— Work instructions —
The records that follow are to be transcribed in full, leaving out each picture.

— Input material —

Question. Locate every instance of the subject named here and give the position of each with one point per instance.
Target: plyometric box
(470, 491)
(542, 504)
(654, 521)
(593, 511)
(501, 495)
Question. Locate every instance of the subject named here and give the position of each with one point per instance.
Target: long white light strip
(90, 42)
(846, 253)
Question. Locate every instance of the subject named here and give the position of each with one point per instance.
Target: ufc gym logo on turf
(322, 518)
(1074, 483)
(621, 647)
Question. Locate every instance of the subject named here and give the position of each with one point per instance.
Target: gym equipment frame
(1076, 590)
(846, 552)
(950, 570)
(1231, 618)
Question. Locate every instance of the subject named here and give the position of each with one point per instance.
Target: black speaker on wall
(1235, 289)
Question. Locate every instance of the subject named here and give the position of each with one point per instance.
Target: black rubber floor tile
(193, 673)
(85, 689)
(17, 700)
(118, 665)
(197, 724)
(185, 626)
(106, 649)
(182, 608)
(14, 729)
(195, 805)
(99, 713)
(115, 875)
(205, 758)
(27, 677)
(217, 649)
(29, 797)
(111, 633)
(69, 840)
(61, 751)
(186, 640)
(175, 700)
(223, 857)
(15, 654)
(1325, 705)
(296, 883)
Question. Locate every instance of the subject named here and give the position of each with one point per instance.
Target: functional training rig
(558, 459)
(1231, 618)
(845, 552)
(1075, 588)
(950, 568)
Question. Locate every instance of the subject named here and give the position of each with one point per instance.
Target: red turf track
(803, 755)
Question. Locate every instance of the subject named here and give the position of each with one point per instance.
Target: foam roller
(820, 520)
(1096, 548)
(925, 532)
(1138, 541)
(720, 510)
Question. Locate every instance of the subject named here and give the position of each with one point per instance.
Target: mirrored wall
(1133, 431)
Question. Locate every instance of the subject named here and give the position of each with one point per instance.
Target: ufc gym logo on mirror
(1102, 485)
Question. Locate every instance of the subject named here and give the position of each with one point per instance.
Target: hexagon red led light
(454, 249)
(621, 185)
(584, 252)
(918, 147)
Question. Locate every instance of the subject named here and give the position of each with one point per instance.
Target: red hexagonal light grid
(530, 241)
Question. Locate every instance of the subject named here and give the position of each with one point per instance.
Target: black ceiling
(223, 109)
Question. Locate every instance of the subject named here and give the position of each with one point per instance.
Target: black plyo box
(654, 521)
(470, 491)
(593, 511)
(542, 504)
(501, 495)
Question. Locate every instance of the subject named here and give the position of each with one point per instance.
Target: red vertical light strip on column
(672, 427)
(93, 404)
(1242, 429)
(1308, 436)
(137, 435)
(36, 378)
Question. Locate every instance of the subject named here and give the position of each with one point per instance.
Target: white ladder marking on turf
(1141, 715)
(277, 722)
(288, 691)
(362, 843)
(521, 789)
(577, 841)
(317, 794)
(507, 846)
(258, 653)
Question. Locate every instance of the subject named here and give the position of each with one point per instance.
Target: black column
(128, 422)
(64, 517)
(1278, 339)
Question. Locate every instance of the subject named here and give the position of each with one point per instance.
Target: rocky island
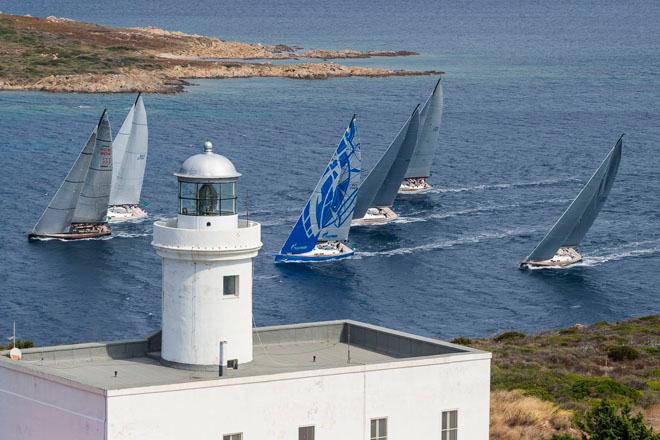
(63, 55)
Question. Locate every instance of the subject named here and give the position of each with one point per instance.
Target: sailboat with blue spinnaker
(323, 226)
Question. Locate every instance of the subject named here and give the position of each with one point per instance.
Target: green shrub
(461, 341)
(508, 336)
(607, 422)
(602, 387)
(622, 353)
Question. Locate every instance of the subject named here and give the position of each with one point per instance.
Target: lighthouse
(207, 256)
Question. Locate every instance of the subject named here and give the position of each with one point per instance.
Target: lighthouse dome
(207, 165)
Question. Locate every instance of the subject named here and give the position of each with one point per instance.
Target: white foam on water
(503, 185)
(630, 250)
(446, 244)
(480, 209)
(130, 235)
(596, 260)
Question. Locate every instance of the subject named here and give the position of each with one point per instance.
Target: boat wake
(485, 187)
(631, 250)
(446, 244)
(129, 235)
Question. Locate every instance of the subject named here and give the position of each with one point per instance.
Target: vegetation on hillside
(579, 368)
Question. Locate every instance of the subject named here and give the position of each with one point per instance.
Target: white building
(210, 375)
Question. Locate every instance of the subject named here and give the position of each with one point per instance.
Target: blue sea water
(535, 95)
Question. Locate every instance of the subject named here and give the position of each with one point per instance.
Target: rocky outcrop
(84, 57)
(173, 79)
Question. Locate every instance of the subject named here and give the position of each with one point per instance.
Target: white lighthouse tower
(207, 257)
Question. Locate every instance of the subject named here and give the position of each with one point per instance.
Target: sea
(536, 94)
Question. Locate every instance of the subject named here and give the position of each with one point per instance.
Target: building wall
(35, 408)
(340, 405)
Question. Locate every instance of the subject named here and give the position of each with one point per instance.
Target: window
(207, 198)
(449, 425)
(306, 433)
(230, 285)
(378, 429)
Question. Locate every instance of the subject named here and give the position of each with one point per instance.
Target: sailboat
(129, 151)
(78, 208)
(322, 228)
(558, 248)
(379, 189)
(419, 170)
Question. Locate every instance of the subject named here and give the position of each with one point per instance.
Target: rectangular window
(306, 433)
(188, 207)
(378, 429)
(230, 285)
(450, 425)
(228, 206)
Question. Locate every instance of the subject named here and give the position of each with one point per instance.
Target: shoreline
(61, 55)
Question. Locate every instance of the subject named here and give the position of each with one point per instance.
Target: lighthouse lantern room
(207, 254)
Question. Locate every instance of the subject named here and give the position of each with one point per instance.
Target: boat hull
(124, 213)
(376, 216)
(78, 232)
(415, 185)
(563, 258)
(321, 253)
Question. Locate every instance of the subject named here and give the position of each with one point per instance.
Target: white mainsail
(57, 217)
(92, 203)
(127, 180)
(429, 135)
(118, 149)
(380, 187)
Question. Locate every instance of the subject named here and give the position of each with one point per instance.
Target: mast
(429, 134)
(59, 213)
(380, 187)
(128, 185)
(92, 203)
(575, 222)
(329, 210)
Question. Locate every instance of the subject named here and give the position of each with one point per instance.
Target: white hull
(376, 216)
(323, 251)
(564, 257)
(414, 185)
(124, 213)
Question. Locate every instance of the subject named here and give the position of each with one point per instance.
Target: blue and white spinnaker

— Answer section —
Question. Locate every instance of the subject named here and give the position of each with one point per instance.
Target: plyometric box
(470, 491)
(542, 504)
(654, 521)
(593, 511)
(501, 495)
Question. Locate every instance of the subject named here and give the position of each with one point per instance.
Target: long white light strip
(90, 42)
(846, 253)
Question. Locate every instance of the subject named here and give the position of each with one point per instance.
Target: ufc gym logo on turf
(322, 518)
(1074, 483)
(621, 647)
Question. Locate every instance of the subject named here and give the position of each with one point per instance.
Target: gym equipment frame
(1076, 590)
(846, 552)
(950, 570)
(1231, 618)
Question. Locate every instance of the subject named here and give the position of each with one point per instance.
Target: black speaker on wall
(1235, 289)
Question. Locate every instance of the subject named here and give the position of each with one point per instance.
Target: black rubber floor tile
(193, 673)
(85, 689)
(17, 700)
(118, 665)
(197, 724)
(185, 626)
(106, 649)
(182, 608)
(14, 729)
(195, 805)
(99, 713)
(115, 875)
(205, 758)
(27, 677)
(217, 649)
(29, 797)
(111, 633)
(69, 840)
(61, 751)
(186, 640)
(175, 700)
(223, 857)
(15, 654)
(1325, 705)
(296, 883)
Question. Locate every instance of the subject named here and give the position of each with one point per instance.
Target: functional training rig
(558, 459)
(1231, 618)
(845, 552)
(1075, 588)
(950, 568)
Question. Locate every instance of the subject named here and give the position of each with one point per instance.
Target: red turf track
(803, 755)
Question. Locate every instance of the subject named here and give the position of each with one point per instance.
Target: foam roller
(820, 520)
(1096, 548)
(925, 532)
(1138, 541)
(720, 510)
Question. Locate every instance of the subject named here and give the position of each with one point per instance.
Target: mirrored wall
(1133, 431)
Question. Locate every instance of the subject named here and give the position of each with one point per instance.
Target: ufc gym logo on mirror
(1102, 485)
Question. Locate every instance of the subject named here and give the position of each with one point per instance.
Target: hexagon red led light
(454, 249)
(621, 185)
(584, 252)
(918, 147)
Question. Locate every instance of the subject named here and give the position of each with one point per instance.
Target: red hexagonal light grid
(530, 241)
Question. Locate every instance of the subject named here and give the position of each with one point per instance.
Target: black ceiling
(223, 109)
Question. Locate every instance of the subject named here and give the position of each with one point per instance.
Target: black plyo box
(654, 521)
(470, 491)
(593, 511)
(542, 504)
(501, 495)
Question. Locate every instance of the subject named here and give the position of each with one point per instance.
Target: red vertical light strip on column
(672, 427)
(93, 404)
(1242, 429)
(1308, 436)
(137, 435)
(36, 378)
Question. Locate every instance of the subject named here and give the position of each with one point per instance.
Target: white ladder marking on turf
(1141, 715)
(277, 722)
(288, 691)
(362, 843)
(521, 789)
(577, 841)
(317, 794)
(507, 846)
(258, 653)
Question. Locate every instance of the subject named here and give the position of each with one point per instance.
Target: black column
(128, 422)
(64, 517)
(1278, 339)
Question. Locate every instance of the subject named here and give the position of each with one point per instance.
Target: rocky island
(63, 55)
Question. Locate every instance of the subject named here and give the position of each with one point per instance.
Target: sailboat with blue spinnaker
(323, 226)
Question. Locate every instance of the subject named here and give the position of each with one point per instance.
Target: green shrub
(461, 341)
(508, 336)
(607, 422)
(602, 387)
(622, 353)
Question. Locate every instance of the subject named here and give the position of each with one point per instance.
Target: lighthouse
(207, 256)
Question. Locate every instance of the subject named here and give the position of each with one point per instance.
Target: lighthouse dome
(207, 165)
Question. Locate every instance of the subject named here and give the position of each with one point per instance.
Target: white foam on water
(503, 185)
(630, 250)
(446, 244)
(480, 209)
(130, 235)
(596, 260)
Question. Locate every instance of the subject named here and give the position of each with one point per instance.
Target: boat wake
(485, 187)
(631, 250)
(446, 244)
(129, 235)
Question. Locate every instance of the subject named here and give the position of each with one point per instance.
Target: vegetation on hillside
(579, 368)
Question. Locate every instance of the subject named here and give the position of each with one point per instance.
Target: white building
(210, 375)
Question. Locate every instance of the subject named here and give the position of each with one point per instance.
Target: blue sea water
(535, 95)
Question. Locate every instance of the subject named here and give the position of each with one point per instance.
Target: rocky outcrop
(84, 57)
(173, 79)
Question. Locate every instance of the subject named here and give the position of each with one point per instance.
Target: white lighthouse tower
(207, 257)
Question. Locate every instance of the subject named here and give the position of each with one point per instance.
Target: sea
(536, 94)
Question. Locate every instance of the subject named here and give the position of each with one point per instance.
Target: building wall
(35, 408)
(340, 405)
Question. Locate every instance of the subject named here and give the position of each with one point per instance.
Target: window
(207, 198)
(449, 425)
(306, 433)
(230, 285)
(378, 429)
Question. Locate every instance of the subject named here and give the position of each with one point per instance.
Target: sailboat
(129, 151)
(78, 208)
(322, 228)
(558, 248)
(379, 189)
(419, 170)
Question. Locate every instance of the subject named here and give the position of each with one point per instance.
Target: rectangular window
(306, 433)
(188, 207)
(378, 429)
(230, 285)
(450, 425)
(228, 206)
Question. Locate every instance of the subject named here and give the position of each with one point per instance.
Target: shoreline
(61, 55)
Question. Locate every instance of the subject named here and give the position of each with one point per instance.
Target: lighthouse lantern room
(207, 254)
Question. Locate every instance of the subject named here and give the position of each with one point per instance.
Target: boat hull
(124, 213)
(376, 216)
(78, 232)
(415, 185)
(563, 258)
(321, 253)
Question. Locate every instance of the subject named here and give the position of each with one point per instance.
Target: white mainsail
(57, 217)
(92, 203)
(127, 180)
(429, 135)
(118, 149)
(380, 187)
Question. Locate every instance of the subject named here and give the position of each with one point per instance.
Target: mast
(429, 134)
(59, 213)
(380, 187)
(128, 185)
(92, 203)
(575, 222)
(329, 210)
Question. Locate every instance of the subject named here and give the position of each with one point per instance.
Target: white hull
(376, 216)
(323, 251)
(564, 257)
(414, 185)
(124, 213)
Question. Locate every instance of the subject named here and give the position of each with one point per instance.
Target: blue and white spinnaker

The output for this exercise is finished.